* START *
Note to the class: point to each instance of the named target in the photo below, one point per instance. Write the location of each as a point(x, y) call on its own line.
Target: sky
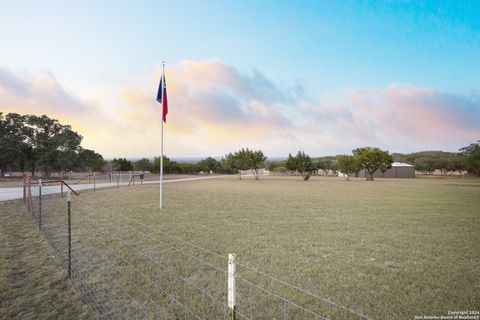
point(281, 76)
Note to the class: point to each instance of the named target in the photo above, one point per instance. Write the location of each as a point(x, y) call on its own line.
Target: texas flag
point(162, 93)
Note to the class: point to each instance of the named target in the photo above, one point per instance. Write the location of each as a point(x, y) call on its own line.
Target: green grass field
point(390, 249)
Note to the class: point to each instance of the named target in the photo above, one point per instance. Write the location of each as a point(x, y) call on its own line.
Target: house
point(398, 170)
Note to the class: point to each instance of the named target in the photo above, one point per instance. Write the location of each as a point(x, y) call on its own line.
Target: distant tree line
* END *
Write out every line of the records above word for word, leaving out the picture.

Note to the class: point to each instance of the named target in the photo below, one point per instance. Write the location of each as a point(x, y) call on its own line.
Target: sky
point(281, 76)
Note to the class: point to each instance of the named target in the photo above, one point per instance. Write the location of each as a point(x, y) call on its own line.
Target: texas flag
point(162, 93)
Note to the class: point to each instance of the named target in the photo above, one point per instance. Write the location of each as a point(x, y) call on its own line.
Target: green grass field
point(390, 249)
Note to the class: point to each instance of the named target in the photo above, one point per instance. Write the location of each as a point(x, y) call on its own line.
Target: house
point(398, 170)
Note to the class: point to each instance of the named target in the photo above, one point per instance. Write the location of each as a point(x, y) call on its own line.
Target: distant tree line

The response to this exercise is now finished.